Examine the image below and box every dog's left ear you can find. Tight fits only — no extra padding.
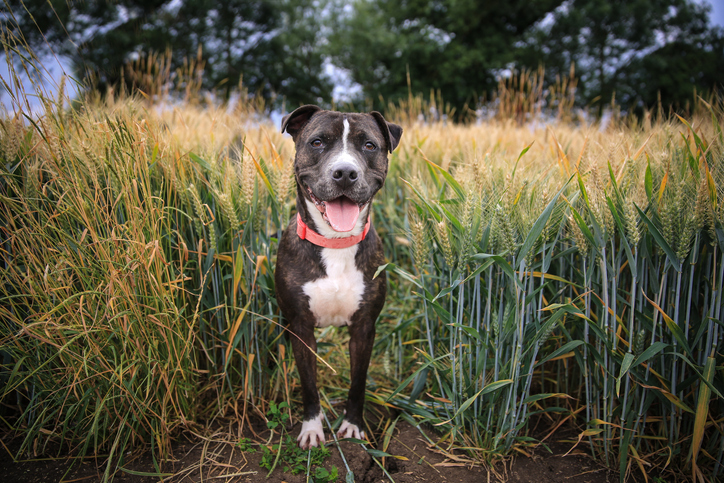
[282,104,322,141]
[370,111,402,152]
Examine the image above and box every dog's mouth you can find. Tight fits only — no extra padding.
[307,187,370,232]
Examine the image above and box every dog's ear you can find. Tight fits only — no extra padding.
[282,104,322,141]
[370,111,402,152]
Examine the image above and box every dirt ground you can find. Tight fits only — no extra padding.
[0,420,618,483]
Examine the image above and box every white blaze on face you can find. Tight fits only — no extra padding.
[330,117,362,174]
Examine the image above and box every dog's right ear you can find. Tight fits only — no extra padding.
[282,104,322,141]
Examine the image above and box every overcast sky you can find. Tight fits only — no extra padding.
[702,0,724,27]
[0,0,724,112]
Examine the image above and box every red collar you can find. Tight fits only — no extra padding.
[297,213,370,248]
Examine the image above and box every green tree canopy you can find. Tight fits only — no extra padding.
[519,0,724,112]
[329,0,562,110]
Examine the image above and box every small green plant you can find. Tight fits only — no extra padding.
[236,438,256,453]
[260,402,337,483]
[313,466,337,483]
[266,401,289,431]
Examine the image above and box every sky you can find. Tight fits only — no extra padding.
[0,0,724,113]
[702,0,724,27]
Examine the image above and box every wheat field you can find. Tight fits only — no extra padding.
[0,55,724,481]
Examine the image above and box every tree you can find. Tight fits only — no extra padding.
[3,0,332,104]
[519,0,724,115]
[328,0,562,112]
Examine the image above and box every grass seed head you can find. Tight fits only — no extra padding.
[435,219,455,270]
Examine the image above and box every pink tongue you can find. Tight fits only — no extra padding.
[324,196,359,231]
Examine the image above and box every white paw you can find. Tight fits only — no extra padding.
[297,413,324,450]
[337,419,365,439]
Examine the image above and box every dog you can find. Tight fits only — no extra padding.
[274,105,402,450]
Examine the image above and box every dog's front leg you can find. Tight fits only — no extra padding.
[290,320,324,450]
[337,318,375,439]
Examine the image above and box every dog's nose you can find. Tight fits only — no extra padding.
[332,163,359,189]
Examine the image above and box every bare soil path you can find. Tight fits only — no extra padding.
[0,421,618,483]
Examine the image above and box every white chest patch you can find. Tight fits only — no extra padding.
[302,245,365,327]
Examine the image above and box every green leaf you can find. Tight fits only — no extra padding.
[517,177,568,270]
[634,203,681,272]
[631,341,670,367]
[423,157,465,199]
[644,160,654,201]
[616,352,634,397]
[533,340,583,367]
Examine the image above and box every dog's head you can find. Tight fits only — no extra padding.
[282,106,402,236]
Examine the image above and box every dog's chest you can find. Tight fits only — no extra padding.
[302,245,365,327]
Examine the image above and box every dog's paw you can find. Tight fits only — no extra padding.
[297,413,324,450]
[337,419,365,439]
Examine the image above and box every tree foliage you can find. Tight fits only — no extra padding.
[329,0,562,113]
[520,0,724,113]
[0,0,724,115]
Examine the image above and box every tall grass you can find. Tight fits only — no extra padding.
[382,96,724,479]
[0,36,724,480]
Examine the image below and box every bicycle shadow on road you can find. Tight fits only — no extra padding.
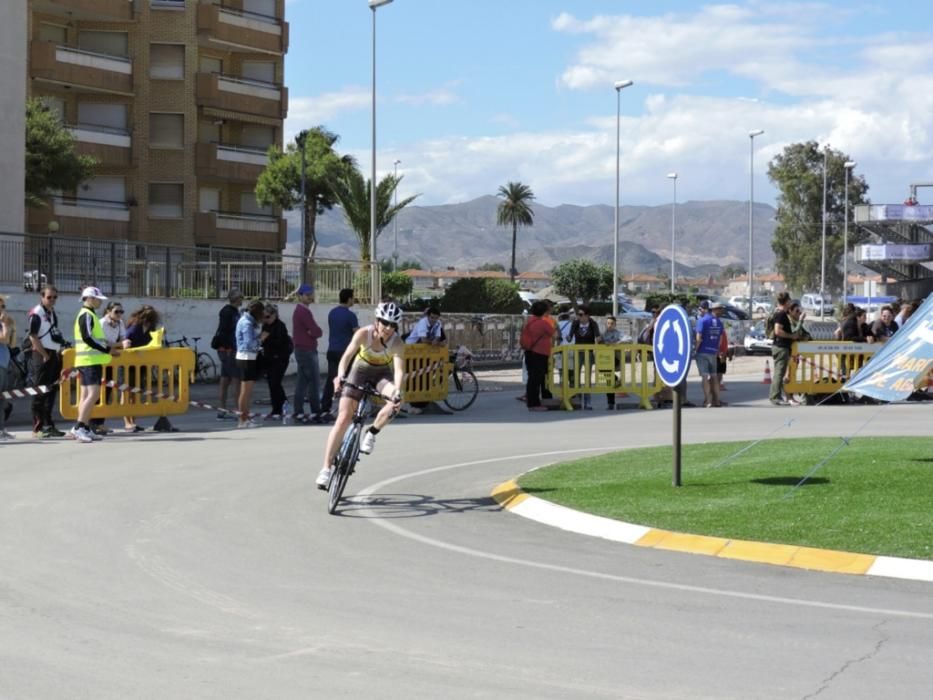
[328,493,502,519]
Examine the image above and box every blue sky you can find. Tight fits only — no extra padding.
[286,0,933,206]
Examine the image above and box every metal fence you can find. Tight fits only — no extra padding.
[0,233,381,303]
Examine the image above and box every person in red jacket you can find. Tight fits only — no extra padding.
[521,301,554,411]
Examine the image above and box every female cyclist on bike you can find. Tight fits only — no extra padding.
[315,301,405,489]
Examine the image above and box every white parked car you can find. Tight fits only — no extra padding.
[800,292,833,318]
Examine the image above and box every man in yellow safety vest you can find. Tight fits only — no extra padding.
[70,287,120,442]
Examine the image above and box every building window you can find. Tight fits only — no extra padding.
[78,102,126,131]
[149,182,185,219]
[78,30,129,58]
[149,44,185,80]
[149,112,185,148]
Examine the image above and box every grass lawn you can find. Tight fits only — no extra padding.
[518,437,933,559]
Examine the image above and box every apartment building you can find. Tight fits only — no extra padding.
[27,0,288,252]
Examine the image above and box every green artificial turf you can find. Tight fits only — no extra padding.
[518,437,933,559]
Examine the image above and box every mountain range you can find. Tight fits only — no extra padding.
[286,195,775,276]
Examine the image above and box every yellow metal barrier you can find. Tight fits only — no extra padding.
[547,344,664,411]
[784,340,882,394]
[402,343,450,402]
[59,348,194,420]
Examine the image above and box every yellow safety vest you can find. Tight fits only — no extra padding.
[75,306,111,367]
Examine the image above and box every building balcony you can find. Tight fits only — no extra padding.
[29,197,130,240]
[196,73,288,119]
[196,143,269,182]
[68,124,133,168]
[32,0,133,22]
[194,211,286,252]
[29,41,133,95]
[198,5,288,56]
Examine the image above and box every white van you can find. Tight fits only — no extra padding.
[800,292,833,317]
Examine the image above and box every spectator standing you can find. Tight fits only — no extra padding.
[567,304,600,411]
[91,301,133,435]
[871,306,897,343]
[70,287,122,443]
[262,304,292,419]
[405,306,447,346]
[597,316,622,411]
[123,304,161,433]
[696,302,725,408]
[292,284,324,423]
[211,287,243,420]
[321,289,360,419]
[0,296,16,442]
[235,301,268,428]
[768,292,802,406]
[521,301,554,411]
[27,284,67,438]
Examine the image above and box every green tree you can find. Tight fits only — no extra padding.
[334,163,419,262]
[382,272,415,299]
[551,259,612,306]
[768,141,868,292]
[26,99,98,207]
[496,182,535,282]
[256,126,353,260]
[440,277,523,314]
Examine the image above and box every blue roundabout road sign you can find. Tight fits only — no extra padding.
[654,304,693,387]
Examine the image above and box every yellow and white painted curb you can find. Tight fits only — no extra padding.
[492,480,933,582]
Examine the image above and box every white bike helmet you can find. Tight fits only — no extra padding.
[376,301,402,326]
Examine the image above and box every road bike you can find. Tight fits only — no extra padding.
[165,335,217,383]
[444,352,479,411]
[327,382,384,515]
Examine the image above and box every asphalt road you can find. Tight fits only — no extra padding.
[0,360,933,700]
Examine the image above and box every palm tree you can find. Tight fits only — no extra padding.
[334,163,419,262]
[256,126,353,262]
[496,182,535,282]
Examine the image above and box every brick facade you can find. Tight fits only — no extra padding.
[27,0,288,252]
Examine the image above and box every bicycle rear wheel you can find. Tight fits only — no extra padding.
[327,423,362,515]
[444,369,479,411]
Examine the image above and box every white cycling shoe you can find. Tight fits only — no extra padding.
[314,467,330,491]
[360,431,376,455]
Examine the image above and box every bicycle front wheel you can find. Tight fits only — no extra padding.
[327,423,362,515]
[444,369,479,411]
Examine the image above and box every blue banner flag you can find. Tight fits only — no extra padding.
[843,294,933,401]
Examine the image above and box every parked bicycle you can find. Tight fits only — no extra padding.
[165,335,217,383]
[327,382,384,515]
[444,348,479,411]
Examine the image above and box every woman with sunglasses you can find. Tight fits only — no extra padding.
[315,301,405,489]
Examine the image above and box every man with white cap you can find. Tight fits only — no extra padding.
[70,287,120,442]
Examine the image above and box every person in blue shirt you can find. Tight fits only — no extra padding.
[405,306,447,345]
[321,289,360,419]
[696,302,725,408]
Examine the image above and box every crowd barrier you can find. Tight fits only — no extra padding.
[784,340,883,394]
[59,347,195,420]
[547,344,664,411]
[402,343,451,402]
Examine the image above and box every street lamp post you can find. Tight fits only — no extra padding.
[667,173,677,294]
[820,144,829,318]
[392,160,402,272]
[612,80,632,316]
[748,129,765,318]
[842,160,858,306]
[295,131,308,284]
[369,0,392,304]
**********
- What you have to do
Filter the listing above down to the lines that contain the string "head", and copy each one. Matching is case-sensitive.

- Task solution
Examine the image above and box every grass seed head you can find. Tight fits only — no extra padding.
Examine the image above and box every dog's head you can find. Tight fits only — no extra padding.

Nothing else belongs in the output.